## TASK INPUTS
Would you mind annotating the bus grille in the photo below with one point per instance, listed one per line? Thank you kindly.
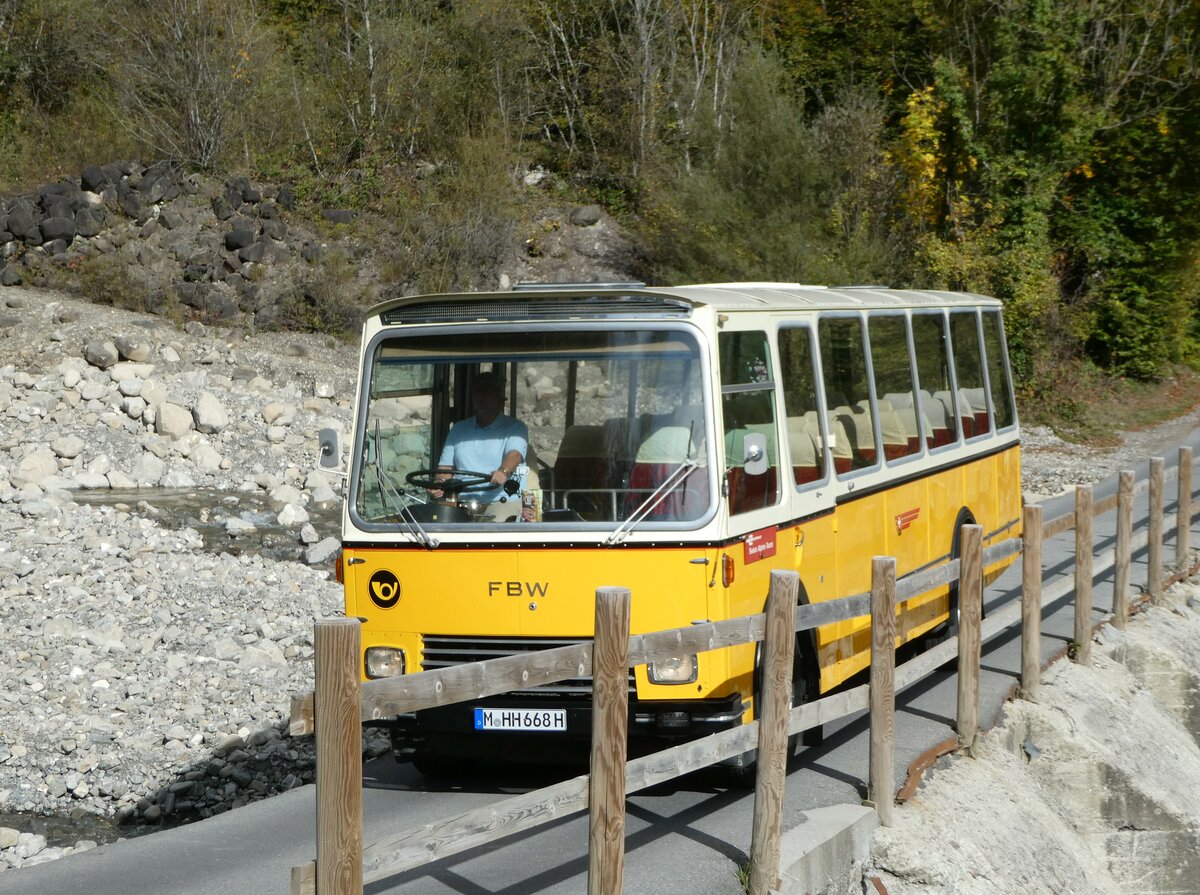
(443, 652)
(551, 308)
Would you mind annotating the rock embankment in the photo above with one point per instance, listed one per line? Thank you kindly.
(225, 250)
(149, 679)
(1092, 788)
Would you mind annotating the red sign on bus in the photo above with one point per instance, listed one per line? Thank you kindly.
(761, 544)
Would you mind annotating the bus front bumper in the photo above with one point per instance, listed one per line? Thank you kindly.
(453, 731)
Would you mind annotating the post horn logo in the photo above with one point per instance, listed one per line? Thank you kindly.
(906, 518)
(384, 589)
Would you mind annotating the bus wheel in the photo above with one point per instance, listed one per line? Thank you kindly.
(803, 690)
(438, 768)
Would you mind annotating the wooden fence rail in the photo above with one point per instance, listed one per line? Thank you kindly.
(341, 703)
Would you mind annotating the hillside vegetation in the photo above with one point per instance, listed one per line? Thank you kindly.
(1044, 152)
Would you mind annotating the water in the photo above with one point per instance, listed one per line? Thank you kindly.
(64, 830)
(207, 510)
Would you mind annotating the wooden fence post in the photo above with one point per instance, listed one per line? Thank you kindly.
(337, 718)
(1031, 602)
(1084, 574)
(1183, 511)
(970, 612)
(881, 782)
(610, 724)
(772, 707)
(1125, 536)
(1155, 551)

## YOUR TASK
Please quote each of the lines above word for word, leaving out the picture.

## SOLVED PROBLEM
Would you mind annotating the bus grille in the photo below with one point per instance, listed one per line? Thank you kindly.
(443, 652)
(551, 308)
Would you mind annotating the rock embankment in the photo above with one point per instance, listed one per line? Thank you kindly.
(225, 250)
(149, 679)
(1092, 788)
Would you mind annotating the red sign on bus in the photo above with one point per instance, listed one per line? Thank you kindly.
(761, 544)
Would you mind annotating the bus front bumper in the photo above with one point per instance, listed one per line? Thank you kindly.
(453, 731)
Would you mind annotating the post horn logo in the photo above with one point per instance, listed one per line? Thank you kindly.
(906, 518)
(384, 589)
Would you mind annotating the bus wheel in the photo above with one point per instance, listed one per line? Thank you kindly.
(803, 690)
(438, 768)
Would you mind annotating the wooden fence rail in the photo above with one point per instance, listed one per line? Thank you kindly.
(341, 703)
Would you mind annotating the hillside vegetation in the photo above with one point per instance, listed one per line? Thank you kindly.
(1044, 152)
Would you mind annotating the water in the photo above with one point per instance, listed one per line? Thank you kindly.
(64, 830)
(207, 510)
Would you mind annotating the wooden fence post in the photo above with one point per instance, listed one per line? Thank you kindly.
(337, 718)
(1031, 602)
(1084, 574)
(1183, 511)
(970, 612)
(881, 782)
(610, 724)
(772, 707)
(1125, 536)
(1155, 551)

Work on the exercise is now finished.